Les photographies d’Alexandre Benalla se multiplient. Cet homme de l’ombre âgé de 26 ans est devenu une vedette. On sait qu’il fut au service d’ordre du PS, qu’en juillet 2016, il fut nommé à la Délégation interministérielle aux Outre-mer, alors que, François Hollande est chef de l’État (et Manuel Valls Premier ministre), qu’il n’y fit pas grand chose, et après quatre mois, il a finalement rejoint l’équipe de campagne d’Emmanuel Macron (cf France info).

Pistonné, bon à rien, brutal et ayant un goût pour la traîtrise : digne de devenir un homme de confiance de Macron, à la tête d’une phalange d’hommes de mains. Son destin était en marche.

Le 7 mai 2017, il est au plus près de Macron , au pied de la pyramide du Louvre. Il est devenu son gorille omniprésent dans les déplacements officiels, mais aussi plus personnels. Dernièrement, c’est au pied du bus des Bleus sur les Champs-Élysées qu’il est apparu.  Officiellement, il n’est pourtant « que » « chargé de mission » pour l’Élysée. Il vivait en fait dans l’intimité du couple présidentiel.

Le Premier Mai 2018, il participe au sabotage de la manifestation syndicale, avec ce qui s’avère être un groupe d’ « agents provocateurs » (1). Puis il va à la place de Contrescarpe. Là, Mediapart a reconstitué les faits délictueux : Alexandre Benalla frappe un jeune homme interpellé par le gendarme réserviste et vacataire de l’Élysée, Vincent Crase. Après avoir violenté sa compagne. Puis, il va chercher un commissaire, en uniforme, pour qu’il procède à l’interpellation. Répondant aux ordres de ce Benalla, un responsable des CRS fait menotter le manifestant par ses hommes qui lui assènent de nouveaux coups. Il est alors équipé comme un policier, ce qu’il n’est pas.

On voit que le comportement de nervis est avéré. La suite montre qu’il se croit sûr de son impunité.

On notera que Benalla frappe un homme désarmé à terre que les CRS cogneront à leur tour, nous reviendrons sur ce point. Il a pu agir comme s’il avait pris le commandement des forces de police présentes sur la place.

Des témoignages de policiers sont recueillis par France Info : il est « régulièrement sur les dispositifs opérationnels, il pilote différentes choses, sans qu’on sache qui l’a mandaté pour ça ». Pour les policiers, il est manifestement un haut responsable de la police nationale. il semble agir comme un policier et avoir la protection de la haute hiérarchie policière ».

Son équipe de voyous aura été protégée ensuite pendant plus de deux mois et demi par tout l’appareil d’État, depuis son sommet, la présidence, jusqu’au Ministère de l’Intérieur et la Préfecture de police. Et Macron, qui aime être le maître des horloges, se tait.

Benalla se révèle « un personnage central de l’aventure présidentielle d’Emmanuel Macron ». (…) « Seul ce choix présidentiel peut expliquer la mansuétude et la protection dont a bénéficié son « Monsieur Sécurité » après sa virée du 1er Mai. » (1)

Ce sont les révélations du journal Le Monde qui feront que le parquet de Paris ouvre une enquête préliminaire jeudi 19 juillet. Et rien d’autre.

*Extrait de données*.
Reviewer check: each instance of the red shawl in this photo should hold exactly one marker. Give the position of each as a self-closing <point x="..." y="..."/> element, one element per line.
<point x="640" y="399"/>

*Consignes de l'exercice*.
**A)** Veuillez recopier le passage du texte fourni compris entre « Des témoignages de » et « horloges, se tait. », bornes incluses.
**B)** D'après le texte fourni, quel jour le parquet de Paris ouvre-t-il une enquête préliminaire ?

*Réponses par tâche*.
**A)**
Des témoignages de policiers sont recueillis par France Info : il est « régulièrement sur les dispositifs opérationnels, il pilote différentes choses, sans qu’on sache qui l’a mandaté pour ça ». Pour les policiers, il est manifestement un haut responsable de la police nationale. il semble agir comme un policier et avoir la protection de la haute hiérarchie policière ».

Son équipe de voyous aura été protégée ensuite pendant plus de deux mois et demi par tout l’appareil d’État, depuis son sommet, la présidence, jusqu’au Ministère de l’Intérieur et la Préfecture de police. Et Macron, qui aime être le maître des horloges, se tait.

**B)** Le jeudi 19 juillet.